### Data excerpts ###
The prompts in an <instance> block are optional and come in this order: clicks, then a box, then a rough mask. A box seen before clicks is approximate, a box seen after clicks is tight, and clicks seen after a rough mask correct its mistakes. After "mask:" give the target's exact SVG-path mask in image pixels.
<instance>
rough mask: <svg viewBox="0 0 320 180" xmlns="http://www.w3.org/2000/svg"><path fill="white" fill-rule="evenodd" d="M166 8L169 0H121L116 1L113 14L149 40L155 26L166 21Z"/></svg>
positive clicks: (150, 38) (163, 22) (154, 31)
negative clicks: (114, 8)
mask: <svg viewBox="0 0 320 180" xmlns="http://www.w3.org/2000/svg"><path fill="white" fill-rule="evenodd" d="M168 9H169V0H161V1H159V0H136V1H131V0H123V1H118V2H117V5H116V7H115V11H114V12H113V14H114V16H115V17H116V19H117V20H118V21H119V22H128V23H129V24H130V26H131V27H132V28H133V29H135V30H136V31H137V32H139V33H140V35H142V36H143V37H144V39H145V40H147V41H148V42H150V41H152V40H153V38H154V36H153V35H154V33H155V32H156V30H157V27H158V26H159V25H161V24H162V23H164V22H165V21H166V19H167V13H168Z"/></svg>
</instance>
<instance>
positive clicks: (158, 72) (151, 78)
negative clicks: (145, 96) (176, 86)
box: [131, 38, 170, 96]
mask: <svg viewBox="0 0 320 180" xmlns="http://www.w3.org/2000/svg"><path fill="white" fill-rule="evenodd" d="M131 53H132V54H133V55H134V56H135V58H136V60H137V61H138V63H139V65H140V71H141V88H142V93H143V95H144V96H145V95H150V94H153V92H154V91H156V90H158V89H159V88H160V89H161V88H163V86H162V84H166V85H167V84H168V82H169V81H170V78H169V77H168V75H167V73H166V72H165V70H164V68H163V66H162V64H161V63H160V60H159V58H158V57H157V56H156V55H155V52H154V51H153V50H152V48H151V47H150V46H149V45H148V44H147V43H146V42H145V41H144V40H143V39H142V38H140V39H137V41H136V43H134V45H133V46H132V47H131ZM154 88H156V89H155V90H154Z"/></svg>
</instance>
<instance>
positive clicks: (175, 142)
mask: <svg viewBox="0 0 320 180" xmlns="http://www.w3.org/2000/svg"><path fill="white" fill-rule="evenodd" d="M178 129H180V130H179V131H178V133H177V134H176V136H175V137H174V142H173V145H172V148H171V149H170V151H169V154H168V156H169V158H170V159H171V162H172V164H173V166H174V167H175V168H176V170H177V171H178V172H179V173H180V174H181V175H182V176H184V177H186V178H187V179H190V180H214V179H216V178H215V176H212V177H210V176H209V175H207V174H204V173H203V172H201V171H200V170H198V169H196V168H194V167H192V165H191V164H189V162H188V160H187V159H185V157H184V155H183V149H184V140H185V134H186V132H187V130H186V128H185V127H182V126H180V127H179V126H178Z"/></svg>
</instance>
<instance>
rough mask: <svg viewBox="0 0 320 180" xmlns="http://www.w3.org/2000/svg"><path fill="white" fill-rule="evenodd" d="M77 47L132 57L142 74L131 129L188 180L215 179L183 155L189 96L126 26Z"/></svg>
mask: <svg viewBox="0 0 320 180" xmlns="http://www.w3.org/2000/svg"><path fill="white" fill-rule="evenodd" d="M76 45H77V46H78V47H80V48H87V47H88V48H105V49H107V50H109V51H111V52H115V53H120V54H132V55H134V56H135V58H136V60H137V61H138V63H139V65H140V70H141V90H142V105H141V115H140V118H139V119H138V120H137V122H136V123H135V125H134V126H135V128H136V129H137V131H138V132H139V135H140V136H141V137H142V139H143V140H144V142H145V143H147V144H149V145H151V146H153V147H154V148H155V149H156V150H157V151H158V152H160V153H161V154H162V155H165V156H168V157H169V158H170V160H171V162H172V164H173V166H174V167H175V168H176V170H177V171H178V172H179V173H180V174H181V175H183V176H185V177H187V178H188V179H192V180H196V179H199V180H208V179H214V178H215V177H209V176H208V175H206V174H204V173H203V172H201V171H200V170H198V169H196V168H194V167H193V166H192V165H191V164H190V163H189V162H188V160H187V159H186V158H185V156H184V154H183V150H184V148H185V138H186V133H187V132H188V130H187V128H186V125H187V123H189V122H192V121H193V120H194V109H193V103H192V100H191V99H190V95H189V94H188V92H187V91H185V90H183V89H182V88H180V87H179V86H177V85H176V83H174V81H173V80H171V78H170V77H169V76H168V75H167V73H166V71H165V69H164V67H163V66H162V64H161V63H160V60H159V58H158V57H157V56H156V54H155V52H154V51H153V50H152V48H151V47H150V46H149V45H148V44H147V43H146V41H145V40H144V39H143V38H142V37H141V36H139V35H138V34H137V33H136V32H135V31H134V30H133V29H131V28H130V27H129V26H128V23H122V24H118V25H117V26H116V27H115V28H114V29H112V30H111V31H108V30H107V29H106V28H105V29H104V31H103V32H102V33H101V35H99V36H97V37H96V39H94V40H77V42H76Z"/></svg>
###
Problem details:
Of the entries above, repeat exactly the lines between the line with "8L169 0H121L116 1L113" and the line with "positive clicks: (150, 38)", inclusive, and no others.

Solution to this problem:
rough mask: <svg viewBox="0 0 320 180" xmlns="http://www.w3.org/2000/svg"><path fill="white" fill-rule="evenodd" d="M166 8L169 0H121L116 1L113 14L149 40L155 26L166 21Z"/></svg>
positive clicks: (150, 38) (163, 22) (154, 31)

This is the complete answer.